#### HOW TO COMPLETE THIS TASK:
Could you retype the listing beneath, keeping each line exactly as it is?

#### INFORMATION GIVEN:
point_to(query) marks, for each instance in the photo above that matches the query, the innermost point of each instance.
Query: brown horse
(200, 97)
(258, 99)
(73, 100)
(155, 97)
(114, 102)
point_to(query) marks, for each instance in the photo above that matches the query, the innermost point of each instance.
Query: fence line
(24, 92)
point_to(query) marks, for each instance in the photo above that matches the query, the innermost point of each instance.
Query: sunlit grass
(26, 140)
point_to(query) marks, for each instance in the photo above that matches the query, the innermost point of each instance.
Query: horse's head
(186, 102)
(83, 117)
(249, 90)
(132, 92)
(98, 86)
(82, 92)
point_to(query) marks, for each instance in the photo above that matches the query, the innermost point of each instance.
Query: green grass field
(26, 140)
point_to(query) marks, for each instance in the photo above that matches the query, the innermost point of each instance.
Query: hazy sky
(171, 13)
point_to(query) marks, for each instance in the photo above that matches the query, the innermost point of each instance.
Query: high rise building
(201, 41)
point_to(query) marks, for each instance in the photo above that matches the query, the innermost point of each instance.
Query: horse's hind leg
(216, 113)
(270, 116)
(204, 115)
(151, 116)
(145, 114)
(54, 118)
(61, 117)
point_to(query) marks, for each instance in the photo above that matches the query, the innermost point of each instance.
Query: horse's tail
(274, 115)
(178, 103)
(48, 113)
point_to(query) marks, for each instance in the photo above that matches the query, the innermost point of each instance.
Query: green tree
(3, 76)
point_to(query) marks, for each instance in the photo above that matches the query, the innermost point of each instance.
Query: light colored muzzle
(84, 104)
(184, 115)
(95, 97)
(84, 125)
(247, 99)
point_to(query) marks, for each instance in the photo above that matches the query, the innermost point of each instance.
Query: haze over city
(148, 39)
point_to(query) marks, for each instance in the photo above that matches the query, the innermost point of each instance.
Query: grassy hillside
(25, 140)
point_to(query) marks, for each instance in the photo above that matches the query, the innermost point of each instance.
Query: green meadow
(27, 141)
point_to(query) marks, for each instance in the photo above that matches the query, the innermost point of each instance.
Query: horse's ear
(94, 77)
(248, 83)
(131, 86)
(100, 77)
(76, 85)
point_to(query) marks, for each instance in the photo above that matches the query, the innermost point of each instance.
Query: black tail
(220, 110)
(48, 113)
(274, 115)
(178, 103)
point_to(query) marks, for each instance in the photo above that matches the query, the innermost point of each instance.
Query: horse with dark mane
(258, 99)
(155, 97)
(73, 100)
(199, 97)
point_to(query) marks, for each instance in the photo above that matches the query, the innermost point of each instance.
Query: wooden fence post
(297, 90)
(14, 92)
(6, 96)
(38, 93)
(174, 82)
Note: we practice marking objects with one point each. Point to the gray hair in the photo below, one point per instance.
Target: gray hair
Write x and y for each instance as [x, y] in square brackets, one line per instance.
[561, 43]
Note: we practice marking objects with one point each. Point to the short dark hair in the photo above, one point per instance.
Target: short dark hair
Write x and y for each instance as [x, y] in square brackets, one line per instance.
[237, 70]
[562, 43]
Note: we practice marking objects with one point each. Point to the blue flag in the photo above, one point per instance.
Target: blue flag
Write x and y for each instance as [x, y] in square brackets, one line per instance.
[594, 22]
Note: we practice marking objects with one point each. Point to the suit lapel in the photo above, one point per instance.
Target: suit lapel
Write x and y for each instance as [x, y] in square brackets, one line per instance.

#### REPLY TO THE EXERCISE:
point_to(query) marks, for each instance in the photo above that matches the query, the innermost point of each instance.
Query: brown horse
(200, 97)
(258, 99)
(73, 100)
(155, 97)
(114, 102)
point_to(query) marks, for each instance in the photo above that matches the query, the innermost point of each instance.
Query: fence line
(24, 92)
point_to(query) marks, for each instance in the photo above that matches the query, the innermost point of each instance.
Query: sunlit grass
(26, 140)
point_to(query) marks, for each instance in the photo above that matches the query, the innermost point of each instance.
Query: horse's head
(186, 102)
(83, 117)
(249, 90)
(132, 92)
(98, 86)
(82, 92)
point_to(query) marks, for each instance in the photo above that matches the query, the innermost point of each instance.
Query: green grass field
(26, 140)
point_to(query) marks, for each instance in the photo above that matches the query, the innermost point of each instance.
Query: hazy sky
(171, 13)
point_to(query) marks, for each instance in the photo above that matches the query, the innermost point of each instance.
Query: high rise building
(201, 41)
point_to(query) marks, for each instance in the photo above that matches the query, the innermost point of each instance.
Query: horse's hind leg
(216, 113)
(270, 116)
(204, 115)
(151, 116)
(145, 114)
(54, 118)
(61, 117)
point_to(query) marks, for each instance in the photo above that matches the query, the innermost point of each instance.
Query: horse's tail
(274, 115)
(178, 103)
(48, 113)
point_to(query) marks, for each instance in the photo above that matches the query, the innermost point of each instance.
Query: green tree
(3, 76)
point_to(query) marks, for each instance in the photo above that matches the query, the innermost point of each instance.
Query: light colored muzzle
(84, 104)
(184, 115)
(95, 97)
(84, 125)
(247, 99)
point_to(query) marks, for each instance in the photo above that matches the query, the innermost point of each instance.
Query: haze over city
(148, 39)
point_to(query) marks, for each instance in the photo above that matches the query, the innermost point of each instance.
Query: grassy hillside
(25, 140)
point_to(query) marks, for each instance in the photo above that matches the query, the innermost point of each instance.
Query: green meadow
(27, 141)
point_to(query) marks, for each instance in the photo above that matches the query, the innermost point of each instance.
Query: horse's ear
(94, 77)
(248, 83)
(131, 86)
(100, 77)
(76, 85)
point_to(query) marks, for each instance in the photo above that matches the query, the innermost point of each instance.
Query: black tail
(220, 110)
(48, 113)
(274, 115)
(178, 103)
point_to(query) marks, for each instance in the photo above that matches the query, the innermost point of each instance.
Query: horse with dark mane
(258, 99)
(155, 97)
(73, 100)
(199, 97)
point_to(query) marks, for each instance in the photo above that matches the query, the innermost point of each instance.
Query: wooden fence post
(297, 90)
(14, 92)
(6, 96)
(38, 93)
(174, 82)
Note: we practice marking objects with one point each. Point to the gray hair in the photo below, one point per instance.
Target: gray hair
Write x and y for each instance as [x, y] in square brackets, one line per instance.
[561, 43]
Note: we practice marking objects with one point each. Point to the short dark hair in the photo above, one point per instance.
Target: short dark hair
Write x and y for each instance as [x, y] in square brackets, one line per instance.
[237, 70]
[562, 43]
Note: we practice marking objects with one point each. Point to the blue flag in the photo above, one point per instance.
Target: blue flag
Write x and y for each instance as [x, y] in square brackets, one line per instance.
[594, 22]
Note: we practice marking objects with one point each. Point to the suit lapel in the photo above, one point per instance.
Target: suit lapel
Write x and y for each instance as [x, y] in square brackets, one line per instance.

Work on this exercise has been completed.